● **What this task involves**
Reproduce the opening lines of the records exactly, up to and including the line in which "Target = pale sky" occurs.
(Records to process Opens)
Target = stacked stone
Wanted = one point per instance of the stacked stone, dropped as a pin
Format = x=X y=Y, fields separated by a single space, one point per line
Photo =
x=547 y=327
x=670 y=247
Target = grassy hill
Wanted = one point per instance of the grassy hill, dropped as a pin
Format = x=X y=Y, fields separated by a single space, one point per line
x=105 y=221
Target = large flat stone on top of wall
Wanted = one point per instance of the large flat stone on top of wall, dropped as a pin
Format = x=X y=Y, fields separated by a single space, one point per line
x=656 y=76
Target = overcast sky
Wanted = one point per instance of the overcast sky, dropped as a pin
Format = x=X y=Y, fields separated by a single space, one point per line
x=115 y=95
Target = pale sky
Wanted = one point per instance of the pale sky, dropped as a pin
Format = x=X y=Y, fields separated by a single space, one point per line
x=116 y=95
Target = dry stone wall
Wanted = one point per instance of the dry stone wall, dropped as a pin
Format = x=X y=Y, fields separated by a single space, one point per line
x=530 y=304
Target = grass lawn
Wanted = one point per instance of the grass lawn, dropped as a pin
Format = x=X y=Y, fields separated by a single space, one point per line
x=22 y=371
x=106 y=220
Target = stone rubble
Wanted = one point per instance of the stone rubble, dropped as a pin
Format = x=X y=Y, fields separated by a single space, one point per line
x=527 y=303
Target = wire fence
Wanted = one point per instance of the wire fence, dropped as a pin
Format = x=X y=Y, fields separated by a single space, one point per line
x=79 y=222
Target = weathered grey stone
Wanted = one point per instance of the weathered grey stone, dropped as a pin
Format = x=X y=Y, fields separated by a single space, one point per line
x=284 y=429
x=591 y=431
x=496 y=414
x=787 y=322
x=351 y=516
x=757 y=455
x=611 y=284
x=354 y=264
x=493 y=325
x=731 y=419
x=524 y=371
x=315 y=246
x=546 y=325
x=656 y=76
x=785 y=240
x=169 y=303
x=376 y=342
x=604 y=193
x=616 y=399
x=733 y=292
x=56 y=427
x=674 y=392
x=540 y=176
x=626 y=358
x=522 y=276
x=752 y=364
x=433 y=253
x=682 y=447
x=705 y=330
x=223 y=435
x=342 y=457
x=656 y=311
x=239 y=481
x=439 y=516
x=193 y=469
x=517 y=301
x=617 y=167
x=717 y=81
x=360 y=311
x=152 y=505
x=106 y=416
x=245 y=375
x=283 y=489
(Records to process Closes)
● **Response to this exercise**
Target = stacked stone
Wanted = one point per instance of the stacked stone, dropped as a pin
Format = x=X y=Y, fields separated by a single space, one point per line
Photo =
x=547 y=327
x=670 y=247
Target = grassy hill
Wanted = one point per instance of the grassy hill, dropped as a pin
Format = x=X y=Y, fields separated by a single space, one point per line
x=105 y=221
Target = large flat stone on top of wall
Wanted = one point per instance of the large flat stone on top of wall, dropped as a pin
Format = x=X y=Y, fields separated by a single space, one point per line
x=656 y=76
Target = overcast sky
Wanted = one point per instance of the overcast sky, dropped as a pin
Format = x=X y=Y, fields separated by a single space, one point per line
x=115 y=95
Target = pale sky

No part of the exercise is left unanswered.